Scan the records beneath this line for the line holding "to detect white" and the line holding "to detect tall", then transcribe exactly those two and all lines between.

• **DATA TO PROCESS**:

+++

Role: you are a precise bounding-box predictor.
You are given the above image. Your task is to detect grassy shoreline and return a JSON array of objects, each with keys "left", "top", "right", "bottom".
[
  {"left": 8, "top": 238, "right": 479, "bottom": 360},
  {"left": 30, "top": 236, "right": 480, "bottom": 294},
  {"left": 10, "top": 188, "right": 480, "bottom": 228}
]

+++

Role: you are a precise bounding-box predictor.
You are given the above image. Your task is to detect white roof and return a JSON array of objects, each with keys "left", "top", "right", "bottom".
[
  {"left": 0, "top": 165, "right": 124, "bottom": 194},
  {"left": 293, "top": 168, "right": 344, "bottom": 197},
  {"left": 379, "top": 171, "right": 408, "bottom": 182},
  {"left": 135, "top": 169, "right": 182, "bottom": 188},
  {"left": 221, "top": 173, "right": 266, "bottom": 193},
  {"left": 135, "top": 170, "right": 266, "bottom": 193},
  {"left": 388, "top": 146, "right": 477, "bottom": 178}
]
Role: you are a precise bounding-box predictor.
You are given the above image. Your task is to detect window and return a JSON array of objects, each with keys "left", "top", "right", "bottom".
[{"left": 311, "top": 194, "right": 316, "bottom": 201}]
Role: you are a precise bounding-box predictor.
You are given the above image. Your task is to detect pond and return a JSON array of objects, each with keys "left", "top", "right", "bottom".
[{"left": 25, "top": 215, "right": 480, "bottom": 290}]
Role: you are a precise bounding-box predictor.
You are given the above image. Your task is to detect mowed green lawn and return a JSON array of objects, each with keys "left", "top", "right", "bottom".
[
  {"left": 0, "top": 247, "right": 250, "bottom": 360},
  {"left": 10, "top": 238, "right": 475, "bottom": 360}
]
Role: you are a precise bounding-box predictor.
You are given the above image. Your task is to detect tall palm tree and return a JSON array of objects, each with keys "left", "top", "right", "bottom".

+++

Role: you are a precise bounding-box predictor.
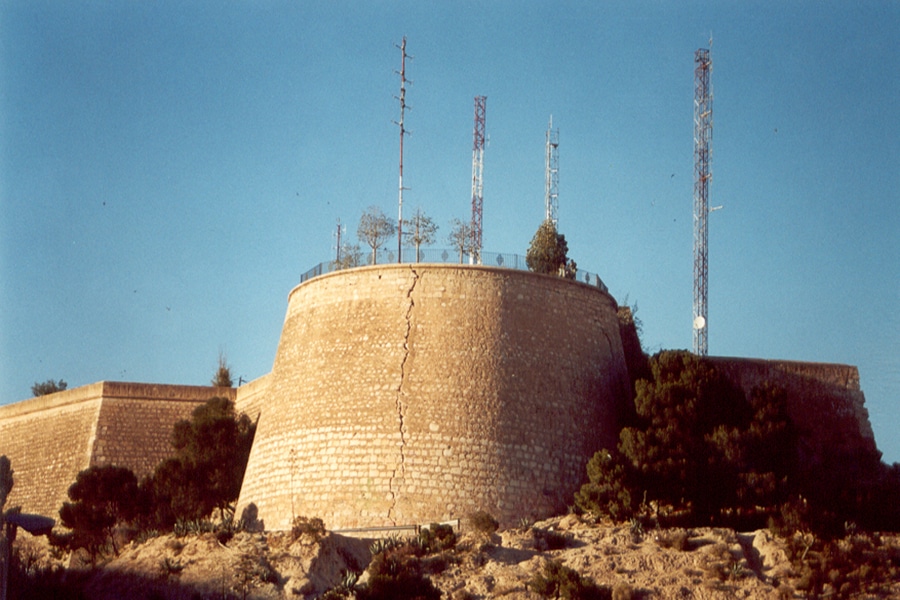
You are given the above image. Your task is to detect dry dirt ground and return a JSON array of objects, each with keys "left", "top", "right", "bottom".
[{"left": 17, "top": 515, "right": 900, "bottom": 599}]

+++

• **RESPONSE AREA**:
You are given the above image. Your task is to detect white roof and return a JSON array of objects, each with keys "left", "top", "right", "bottom".
[
  {"left": 0, "top": 165, "right": 124, "bottom": 194},
  {"left": 293, "top": 168, "right": 344, "bottom": 197},
  {"left": 379, "top": 171, "right": 408, "bottom": 182},
  {"left": 135, "top": 169, "right": 182, "bottom": 188},
  {"left": 221, "top": 173, "right": 266, "bottom": 193},
  {"left": 135, "top": 170, "right": 266, "bottom": 193},
  {"left": 388, "top": 146, "right": 477, "bottom": 178}
]
Role: you are a precise bounding-box predictor.
You are given the above image. Your task is to detect window and return a JSON array of objects, each with keys "left", "top", "right", "bottom".
[{"left": 311, "top": 194, "right": 316, "bottom": 201}]
Role: you are a precise bounding-box predictor.
You are given the above image. Your task is to detect pond and return a JSON array of objects, each with keys "left", "top", "right", "bottom".
[{"left": 25, "top": 215, "right": 480, "bottom": 290}]
Role: you are a precise bounding-box predictor.
You are given the above image. Your task is to detect mowed green lawn and return a JSON array of objects, each with keys "left", "top", "right", "bottom".
[
  {"left": 0, "top": 247, "right": 250, "bottom": 360},
  {"left": 10, "top": 238, "right": 475, "bottom": 360}
]
Role: you are a precise bounding-box predictor.
You are given the above image. Your task is to detect tall palm tree and return a JSON array of objects, each with keys "left", "top", "right", "bottom".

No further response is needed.